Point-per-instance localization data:
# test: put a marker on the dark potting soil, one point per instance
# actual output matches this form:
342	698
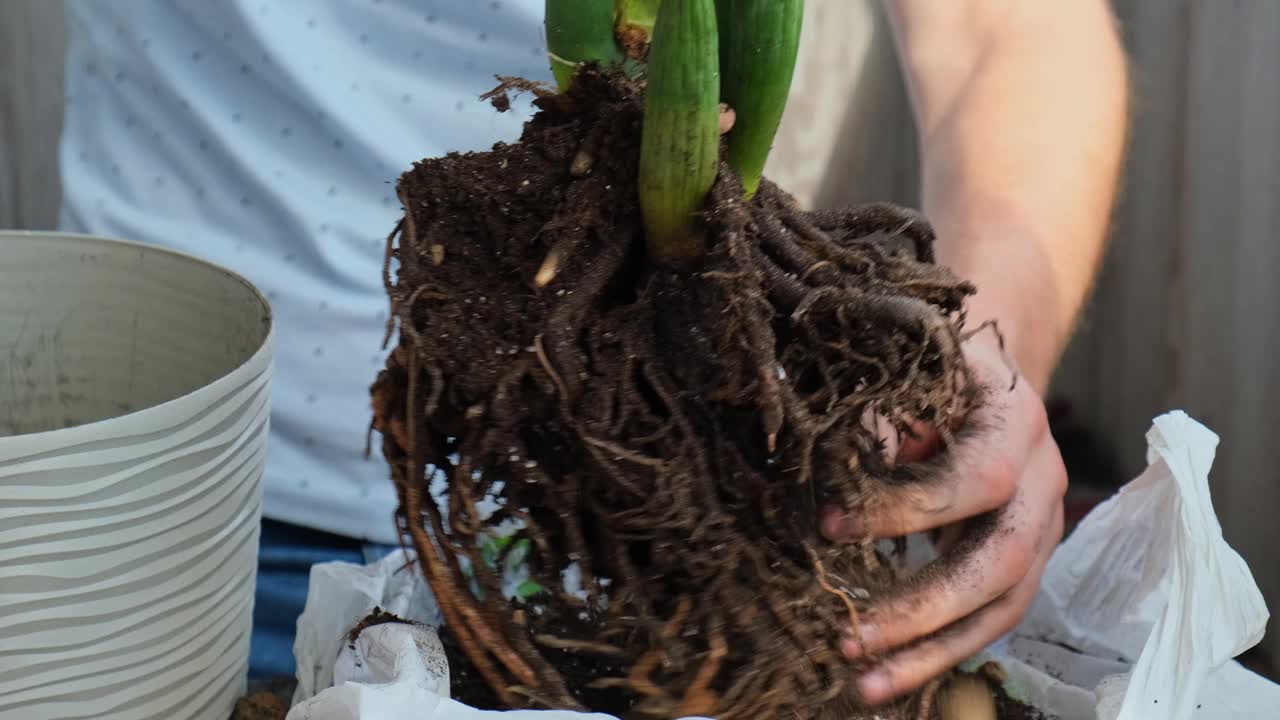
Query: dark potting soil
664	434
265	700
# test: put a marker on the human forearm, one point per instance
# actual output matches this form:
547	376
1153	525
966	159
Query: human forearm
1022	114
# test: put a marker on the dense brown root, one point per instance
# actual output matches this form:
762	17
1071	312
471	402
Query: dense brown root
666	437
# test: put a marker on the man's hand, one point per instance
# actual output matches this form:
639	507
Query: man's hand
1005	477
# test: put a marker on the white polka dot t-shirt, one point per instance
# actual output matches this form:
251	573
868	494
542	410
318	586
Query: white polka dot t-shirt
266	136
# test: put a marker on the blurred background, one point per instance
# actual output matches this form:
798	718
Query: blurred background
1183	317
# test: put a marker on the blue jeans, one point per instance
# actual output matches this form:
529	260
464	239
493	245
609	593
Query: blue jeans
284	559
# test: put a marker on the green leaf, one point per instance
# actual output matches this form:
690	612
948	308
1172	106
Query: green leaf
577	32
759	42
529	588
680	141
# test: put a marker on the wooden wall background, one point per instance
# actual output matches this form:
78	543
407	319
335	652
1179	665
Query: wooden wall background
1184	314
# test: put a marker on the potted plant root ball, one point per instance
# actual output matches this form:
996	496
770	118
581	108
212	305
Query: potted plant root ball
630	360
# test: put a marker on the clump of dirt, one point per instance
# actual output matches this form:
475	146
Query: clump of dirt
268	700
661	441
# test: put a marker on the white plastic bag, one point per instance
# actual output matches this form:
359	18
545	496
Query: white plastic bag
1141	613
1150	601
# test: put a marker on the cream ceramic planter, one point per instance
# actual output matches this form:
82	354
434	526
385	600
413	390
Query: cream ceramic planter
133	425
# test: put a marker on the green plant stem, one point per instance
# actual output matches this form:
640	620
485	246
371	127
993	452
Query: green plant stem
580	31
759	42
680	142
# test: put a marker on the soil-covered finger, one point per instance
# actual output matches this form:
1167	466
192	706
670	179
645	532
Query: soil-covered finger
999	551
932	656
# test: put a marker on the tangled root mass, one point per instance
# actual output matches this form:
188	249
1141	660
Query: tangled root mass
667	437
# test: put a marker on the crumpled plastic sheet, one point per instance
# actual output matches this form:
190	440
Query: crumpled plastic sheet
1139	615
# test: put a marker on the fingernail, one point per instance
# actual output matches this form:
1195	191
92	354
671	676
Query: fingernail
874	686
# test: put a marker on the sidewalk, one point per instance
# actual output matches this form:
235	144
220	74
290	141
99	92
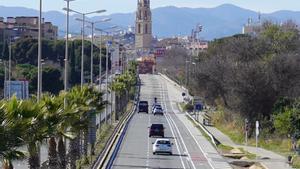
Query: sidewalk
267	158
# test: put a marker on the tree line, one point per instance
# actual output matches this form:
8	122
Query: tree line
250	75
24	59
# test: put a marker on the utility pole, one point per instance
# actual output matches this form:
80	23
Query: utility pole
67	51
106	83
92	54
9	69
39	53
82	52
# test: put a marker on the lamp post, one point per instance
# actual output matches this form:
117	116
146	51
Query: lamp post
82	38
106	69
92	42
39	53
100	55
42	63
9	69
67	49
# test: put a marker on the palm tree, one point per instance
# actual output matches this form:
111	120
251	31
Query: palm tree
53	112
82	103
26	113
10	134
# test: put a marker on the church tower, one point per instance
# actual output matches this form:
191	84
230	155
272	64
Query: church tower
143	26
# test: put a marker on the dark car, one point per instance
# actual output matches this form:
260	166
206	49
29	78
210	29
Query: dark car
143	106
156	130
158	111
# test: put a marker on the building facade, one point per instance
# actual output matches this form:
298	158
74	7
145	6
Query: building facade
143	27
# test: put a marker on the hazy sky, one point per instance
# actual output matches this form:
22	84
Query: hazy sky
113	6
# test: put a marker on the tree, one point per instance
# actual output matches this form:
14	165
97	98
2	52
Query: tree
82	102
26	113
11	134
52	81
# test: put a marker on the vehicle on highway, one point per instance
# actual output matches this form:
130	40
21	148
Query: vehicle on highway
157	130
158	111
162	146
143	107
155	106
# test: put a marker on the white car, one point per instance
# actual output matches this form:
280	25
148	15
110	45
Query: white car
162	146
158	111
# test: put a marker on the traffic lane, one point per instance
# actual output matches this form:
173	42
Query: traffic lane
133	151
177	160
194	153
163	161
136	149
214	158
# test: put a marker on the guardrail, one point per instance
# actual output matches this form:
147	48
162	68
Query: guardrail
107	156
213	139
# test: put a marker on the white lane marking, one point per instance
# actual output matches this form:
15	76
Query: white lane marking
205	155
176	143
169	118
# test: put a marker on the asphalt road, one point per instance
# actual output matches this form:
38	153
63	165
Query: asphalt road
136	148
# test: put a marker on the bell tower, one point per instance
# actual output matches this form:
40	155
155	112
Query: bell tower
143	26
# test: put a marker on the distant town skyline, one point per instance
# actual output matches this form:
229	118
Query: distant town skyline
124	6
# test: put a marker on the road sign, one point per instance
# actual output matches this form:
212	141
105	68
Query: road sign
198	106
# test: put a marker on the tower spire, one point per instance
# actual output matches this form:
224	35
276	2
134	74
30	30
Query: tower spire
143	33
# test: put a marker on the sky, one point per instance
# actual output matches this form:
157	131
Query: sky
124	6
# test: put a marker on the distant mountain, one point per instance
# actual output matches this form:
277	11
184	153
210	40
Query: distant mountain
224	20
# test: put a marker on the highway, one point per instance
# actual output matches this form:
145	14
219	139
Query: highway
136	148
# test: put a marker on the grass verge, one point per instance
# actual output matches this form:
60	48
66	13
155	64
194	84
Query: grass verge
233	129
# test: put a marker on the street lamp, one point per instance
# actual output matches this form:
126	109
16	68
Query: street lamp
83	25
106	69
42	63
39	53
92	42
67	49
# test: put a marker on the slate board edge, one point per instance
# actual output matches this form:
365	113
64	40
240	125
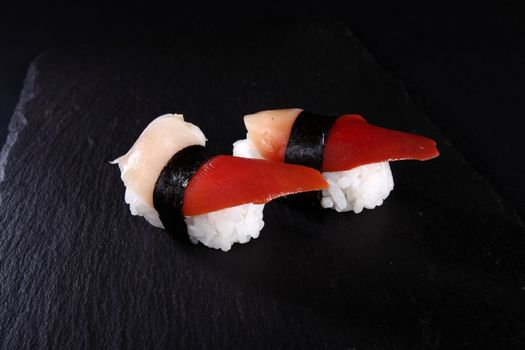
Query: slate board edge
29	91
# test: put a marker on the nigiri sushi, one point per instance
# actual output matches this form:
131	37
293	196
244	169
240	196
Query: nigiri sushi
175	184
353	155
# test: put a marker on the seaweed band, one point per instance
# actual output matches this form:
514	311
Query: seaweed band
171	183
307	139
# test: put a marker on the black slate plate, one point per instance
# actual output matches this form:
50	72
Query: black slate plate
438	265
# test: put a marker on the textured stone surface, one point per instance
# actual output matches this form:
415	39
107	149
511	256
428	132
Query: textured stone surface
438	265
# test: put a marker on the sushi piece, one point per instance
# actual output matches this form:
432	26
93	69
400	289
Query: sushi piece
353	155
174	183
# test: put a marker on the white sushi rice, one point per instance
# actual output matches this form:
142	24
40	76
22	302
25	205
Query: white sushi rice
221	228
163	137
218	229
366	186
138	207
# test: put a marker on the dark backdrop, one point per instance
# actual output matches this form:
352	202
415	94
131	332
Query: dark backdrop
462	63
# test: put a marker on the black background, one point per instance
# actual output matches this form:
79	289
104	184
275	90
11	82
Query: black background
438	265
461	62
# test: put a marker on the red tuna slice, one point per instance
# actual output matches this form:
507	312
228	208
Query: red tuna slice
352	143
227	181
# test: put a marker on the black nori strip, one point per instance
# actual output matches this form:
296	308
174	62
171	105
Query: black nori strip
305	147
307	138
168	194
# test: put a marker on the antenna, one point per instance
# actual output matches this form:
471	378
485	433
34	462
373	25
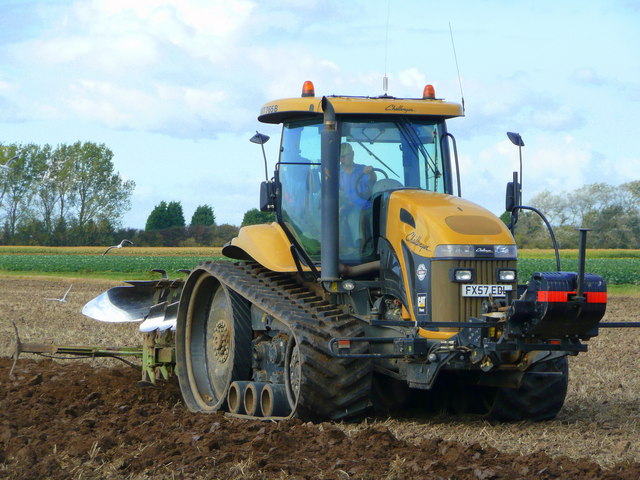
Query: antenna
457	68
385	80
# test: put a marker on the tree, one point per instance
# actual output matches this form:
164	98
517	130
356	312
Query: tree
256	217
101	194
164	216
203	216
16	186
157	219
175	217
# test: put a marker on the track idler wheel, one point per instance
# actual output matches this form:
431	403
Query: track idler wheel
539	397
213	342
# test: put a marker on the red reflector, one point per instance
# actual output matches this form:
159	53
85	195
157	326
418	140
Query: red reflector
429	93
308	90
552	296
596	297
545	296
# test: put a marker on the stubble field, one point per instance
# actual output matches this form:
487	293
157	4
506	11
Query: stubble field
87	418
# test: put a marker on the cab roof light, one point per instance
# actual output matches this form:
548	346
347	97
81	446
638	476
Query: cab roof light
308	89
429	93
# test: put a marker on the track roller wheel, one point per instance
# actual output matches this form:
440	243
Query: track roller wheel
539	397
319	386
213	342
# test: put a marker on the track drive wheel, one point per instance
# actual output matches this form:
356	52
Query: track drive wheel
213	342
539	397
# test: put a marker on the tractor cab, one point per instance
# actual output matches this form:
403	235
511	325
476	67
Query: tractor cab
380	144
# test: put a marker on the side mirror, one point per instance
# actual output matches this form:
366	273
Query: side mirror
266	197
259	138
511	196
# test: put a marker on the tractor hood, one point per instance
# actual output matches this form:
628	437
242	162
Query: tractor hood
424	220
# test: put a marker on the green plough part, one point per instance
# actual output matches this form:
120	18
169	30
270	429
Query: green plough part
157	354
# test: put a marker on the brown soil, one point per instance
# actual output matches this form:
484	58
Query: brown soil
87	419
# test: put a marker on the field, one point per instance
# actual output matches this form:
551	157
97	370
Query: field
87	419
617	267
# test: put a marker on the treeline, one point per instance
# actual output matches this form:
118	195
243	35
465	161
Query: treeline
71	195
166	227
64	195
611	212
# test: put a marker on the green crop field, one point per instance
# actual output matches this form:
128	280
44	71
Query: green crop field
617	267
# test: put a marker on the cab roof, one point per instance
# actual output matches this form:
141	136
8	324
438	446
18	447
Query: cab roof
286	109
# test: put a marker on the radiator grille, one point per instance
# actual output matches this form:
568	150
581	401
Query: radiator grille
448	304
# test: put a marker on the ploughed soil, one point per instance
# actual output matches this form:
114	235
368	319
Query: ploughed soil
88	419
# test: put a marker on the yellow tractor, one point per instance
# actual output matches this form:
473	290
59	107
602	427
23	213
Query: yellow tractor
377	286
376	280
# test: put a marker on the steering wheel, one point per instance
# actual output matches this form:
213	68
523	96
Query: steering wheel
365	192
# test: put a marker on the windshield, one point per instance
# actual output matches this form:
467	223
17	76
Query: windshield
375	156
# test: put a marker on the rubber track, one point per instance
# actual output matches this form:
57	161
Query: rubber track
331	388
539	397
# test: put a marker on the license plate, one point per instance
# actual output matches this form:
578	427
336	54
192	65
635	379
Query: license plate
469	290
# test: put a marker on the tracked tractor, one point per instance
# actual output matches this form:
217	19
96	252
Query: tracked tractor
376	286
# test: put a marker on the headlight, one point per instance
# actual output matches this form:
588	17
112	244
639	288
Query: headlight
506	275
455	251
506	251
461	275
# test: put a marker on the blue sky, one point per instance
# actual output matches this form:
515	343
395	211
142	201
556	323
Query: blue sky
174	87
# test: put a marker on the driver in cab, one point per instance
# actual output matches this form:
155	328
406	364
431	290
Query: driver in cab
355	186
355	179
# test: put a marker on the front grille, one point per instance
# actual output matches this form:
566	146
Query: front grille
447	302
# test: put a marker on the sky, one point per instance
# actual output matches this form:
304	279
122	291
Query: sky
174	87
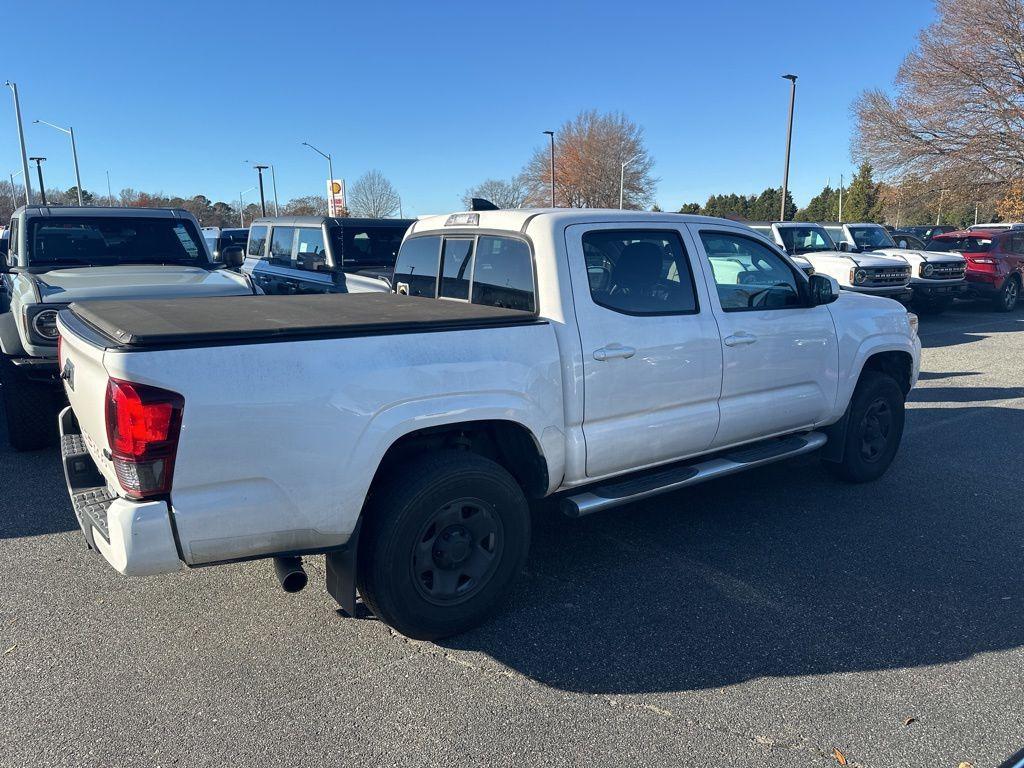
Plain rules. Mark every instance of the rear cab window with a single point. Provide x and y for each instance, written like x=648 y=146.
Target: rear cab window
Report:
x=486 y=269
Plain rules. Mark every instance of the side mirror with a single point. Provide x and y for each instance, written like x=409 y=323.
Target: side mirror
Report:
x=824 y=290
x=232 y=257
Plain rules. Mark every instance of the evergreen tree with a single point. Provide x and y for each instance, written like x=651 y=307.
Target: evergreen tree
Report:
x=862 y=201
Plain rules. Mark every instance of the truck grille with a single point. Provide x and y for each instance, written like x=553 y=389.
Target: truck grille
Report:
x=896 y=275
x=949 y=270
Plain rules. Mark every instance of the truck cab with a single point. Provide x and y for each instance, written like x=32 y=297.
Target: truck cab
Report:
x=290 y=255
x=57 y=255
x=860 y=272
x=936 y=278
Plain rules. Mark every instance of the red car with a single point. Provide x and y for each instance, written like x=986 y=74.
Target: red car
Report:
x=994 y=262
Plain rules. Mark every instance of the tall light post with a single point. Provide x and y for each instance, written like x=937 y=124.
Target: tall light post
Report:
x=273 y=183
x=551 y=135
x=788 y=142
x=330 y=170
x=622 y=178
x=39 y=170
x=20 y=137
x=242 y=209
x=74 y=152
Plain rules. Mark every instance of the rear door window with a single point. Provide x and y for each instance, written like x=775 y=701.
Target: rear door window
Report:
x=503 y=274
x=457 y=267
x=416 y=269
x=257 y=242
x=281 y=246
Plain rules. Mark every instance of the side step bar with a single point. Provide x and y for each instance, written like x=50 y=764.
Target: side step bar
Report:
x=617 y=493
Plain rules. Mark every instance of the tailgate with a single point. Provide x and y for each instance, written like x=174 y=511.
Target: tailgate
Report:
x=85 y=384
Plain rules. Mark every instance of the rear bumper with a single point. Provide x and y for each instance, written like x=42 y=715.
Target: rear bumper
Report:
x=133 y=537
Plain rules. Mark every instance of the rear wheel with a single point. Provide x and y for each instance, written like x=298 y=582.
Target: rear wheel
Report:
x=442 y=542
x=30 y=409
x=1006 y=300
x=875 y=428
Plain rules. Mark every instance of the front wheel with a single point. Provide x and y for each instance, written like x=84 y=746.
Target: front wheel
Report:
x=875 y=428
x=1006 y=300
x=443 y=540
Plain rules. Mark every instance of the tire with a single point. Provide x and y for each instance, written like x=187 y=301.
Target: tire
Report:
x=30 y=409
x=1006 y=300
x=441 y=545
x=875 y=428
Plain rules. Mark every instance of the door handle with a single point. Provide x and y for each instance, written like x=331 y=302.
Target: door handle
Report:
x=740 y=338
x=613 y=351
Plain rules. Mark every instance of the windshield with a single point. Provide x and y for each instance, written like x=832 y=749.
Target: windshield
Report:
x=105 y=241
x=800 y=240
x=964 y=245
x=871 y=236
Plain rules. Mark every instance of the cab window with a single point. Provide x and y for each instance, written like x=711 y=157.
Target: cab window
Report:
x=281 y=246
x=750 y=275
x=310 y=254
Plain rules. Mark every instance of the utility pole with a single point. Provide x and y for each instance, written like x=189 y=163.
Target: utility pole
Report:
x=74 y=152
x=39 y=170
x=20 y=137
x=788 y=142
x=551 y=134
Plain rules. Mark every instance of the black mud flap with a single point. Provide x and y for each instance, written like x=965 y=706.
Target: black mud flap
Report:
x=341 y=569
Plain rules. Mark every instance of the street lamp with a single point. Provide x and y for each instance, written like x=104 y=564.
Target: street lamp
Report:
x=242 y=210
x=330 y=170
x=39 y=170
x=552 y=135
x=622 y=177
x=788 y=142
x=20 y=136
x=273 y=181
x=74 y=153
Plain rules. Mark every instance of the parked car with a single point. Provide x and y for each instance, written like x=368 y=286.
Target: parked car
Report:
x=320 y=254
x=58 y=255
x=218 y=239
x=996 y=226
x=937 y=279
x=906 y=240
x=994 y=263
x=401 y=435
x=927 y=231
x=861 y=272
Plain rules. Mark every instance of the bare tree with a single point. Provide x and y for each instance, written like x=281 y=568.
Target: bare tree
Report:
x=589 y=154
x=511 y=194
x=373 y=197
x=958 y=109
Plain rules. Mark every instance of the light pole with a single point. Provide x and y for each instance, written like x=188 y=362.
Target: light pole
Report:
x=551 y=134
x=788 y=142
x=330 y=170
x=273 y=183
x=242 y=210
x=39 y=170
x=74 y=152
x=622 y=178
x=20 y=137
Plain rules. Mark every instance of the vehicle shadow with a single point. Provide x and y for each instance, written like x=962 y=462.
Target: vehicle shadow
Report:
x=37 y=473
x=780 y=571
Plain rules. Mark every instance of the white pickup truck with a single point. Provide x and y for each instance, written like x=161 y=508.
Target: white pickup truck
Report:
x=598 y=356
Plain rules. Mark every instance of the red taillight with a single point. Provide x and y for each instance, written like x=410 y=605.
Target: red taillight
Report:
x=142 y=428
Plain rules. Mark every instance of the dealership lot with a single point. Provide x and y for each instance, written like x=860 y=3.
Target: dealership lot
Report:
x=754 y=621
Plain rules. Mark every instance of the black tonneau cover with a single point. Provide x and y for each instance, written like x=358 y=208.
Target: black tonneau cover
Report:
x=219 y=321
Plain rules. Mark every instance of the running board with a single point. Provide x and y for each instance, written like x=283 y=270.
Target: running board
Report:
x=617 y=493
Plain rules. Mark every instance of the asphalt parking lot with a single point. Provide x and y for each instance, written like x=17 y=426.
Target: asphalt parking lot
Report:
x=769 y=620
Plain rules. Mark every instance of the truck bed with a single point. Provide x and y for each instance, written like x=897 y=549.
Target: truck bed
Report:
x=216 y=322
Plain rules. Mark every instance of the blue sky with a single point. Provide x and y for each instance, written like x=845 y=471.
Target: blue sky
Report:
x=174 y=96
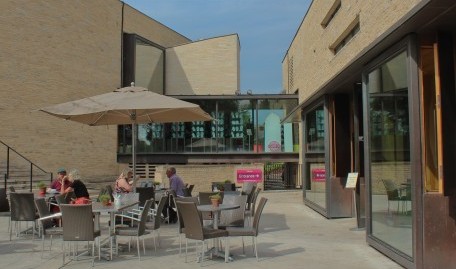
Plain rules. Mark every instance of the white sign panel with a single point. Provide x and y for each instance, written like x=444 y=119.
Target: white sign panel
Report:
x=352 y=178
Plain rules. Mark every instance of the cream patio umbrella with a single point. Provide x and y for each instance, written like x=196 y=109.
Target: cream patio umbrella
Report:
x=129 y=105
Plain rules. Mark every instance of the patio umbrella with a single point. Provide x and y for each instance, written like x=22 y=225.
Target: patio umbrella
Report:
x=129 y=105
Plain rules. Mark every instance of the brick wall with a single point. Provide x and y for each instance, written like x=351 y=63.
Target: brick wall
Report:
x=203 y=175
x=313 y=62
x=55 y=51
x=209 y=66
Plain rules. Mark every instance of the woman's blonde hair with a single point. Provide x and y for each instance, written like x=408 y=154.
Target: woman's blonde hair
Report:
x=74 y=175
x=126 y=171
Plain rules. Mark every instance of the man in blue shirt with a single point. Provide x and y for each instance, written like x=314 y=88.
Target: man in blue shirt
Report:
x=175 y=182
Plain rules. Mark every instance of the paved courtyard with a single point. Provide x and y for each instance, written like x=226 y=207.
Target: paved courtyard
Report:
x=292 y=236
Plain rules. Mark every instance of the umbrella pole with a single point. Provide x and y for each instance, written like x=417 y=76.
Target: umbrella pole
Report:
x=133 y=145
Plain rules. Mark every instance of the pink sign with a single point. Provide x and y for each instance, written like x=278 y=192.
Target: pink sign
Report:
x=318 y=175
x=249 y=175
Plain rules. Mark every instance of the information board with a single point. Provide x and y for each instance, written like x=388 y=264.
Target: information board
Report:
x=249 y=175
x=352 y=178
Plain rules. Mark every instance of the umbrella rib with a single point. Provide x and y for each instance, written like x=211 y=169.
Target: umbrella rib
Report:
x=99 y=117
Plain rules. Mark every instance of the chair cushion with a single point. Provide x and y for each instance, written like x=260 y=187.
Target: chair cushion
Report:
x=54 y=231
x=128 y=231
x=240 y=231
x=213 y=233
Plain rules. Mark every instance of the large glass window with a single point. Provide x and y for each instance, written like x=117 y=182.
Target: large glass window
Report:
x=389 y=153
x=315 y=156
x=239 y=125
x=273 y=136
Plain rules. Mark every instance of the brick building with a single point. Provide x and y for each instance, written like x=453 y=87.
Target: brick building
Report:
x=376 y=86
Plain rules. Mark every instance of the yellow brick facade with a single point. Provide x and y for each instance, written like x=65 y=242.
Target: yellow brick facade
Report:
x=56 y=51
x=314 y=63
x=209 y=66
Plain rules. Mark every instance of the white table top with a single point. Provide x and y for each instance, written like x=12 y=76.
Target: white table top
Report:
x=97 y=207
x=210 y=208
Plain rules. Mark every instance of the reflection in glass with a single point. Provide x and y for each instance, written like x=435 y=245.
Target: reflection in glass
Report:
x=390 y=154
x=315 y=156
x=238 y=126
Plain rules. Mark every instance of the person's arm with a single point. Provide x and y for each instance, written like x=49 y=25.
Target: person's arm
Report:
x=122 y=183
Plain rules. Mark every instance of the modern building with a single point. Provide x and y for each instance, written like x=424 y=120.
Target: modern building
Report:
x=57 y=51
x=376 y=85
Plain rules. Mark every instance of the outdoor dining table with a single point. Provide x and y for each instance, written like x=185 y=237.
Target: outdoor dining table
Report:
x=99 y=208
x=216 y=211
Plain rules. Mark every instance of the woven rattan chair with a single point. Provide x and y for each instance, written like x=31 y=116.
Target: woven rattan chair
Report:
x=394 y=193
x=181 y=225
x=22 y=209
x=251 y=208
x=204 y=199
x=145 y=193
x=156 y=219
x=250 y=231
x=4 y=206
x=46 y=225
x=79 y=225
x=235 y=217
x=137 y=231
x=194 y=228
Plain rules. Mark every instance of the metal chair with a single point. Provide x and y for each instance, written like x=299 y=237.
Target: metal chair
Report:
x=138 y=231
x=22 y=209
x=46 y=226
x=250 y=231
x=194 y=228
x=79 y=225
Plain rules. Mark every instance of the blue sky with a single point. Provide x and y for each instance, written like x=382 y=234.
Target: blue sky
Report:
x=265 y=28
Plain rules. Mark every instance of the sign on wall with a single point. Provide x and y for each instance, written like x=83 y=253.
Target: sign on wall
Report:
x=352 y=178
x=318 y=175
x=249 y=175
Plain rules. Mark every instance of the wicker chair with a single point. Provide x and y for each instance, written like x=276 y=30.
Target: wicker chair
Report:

**EXERCISE DETAILS:** In the lines above, find the word "step" and copy each line that contains it.

**SOLUTION FOR THIS TASK:**
Plain rules. Mark every instance of the side step bar with a single point. Provide x and y for each instance, written like x=50 y=764.
Target: side step bar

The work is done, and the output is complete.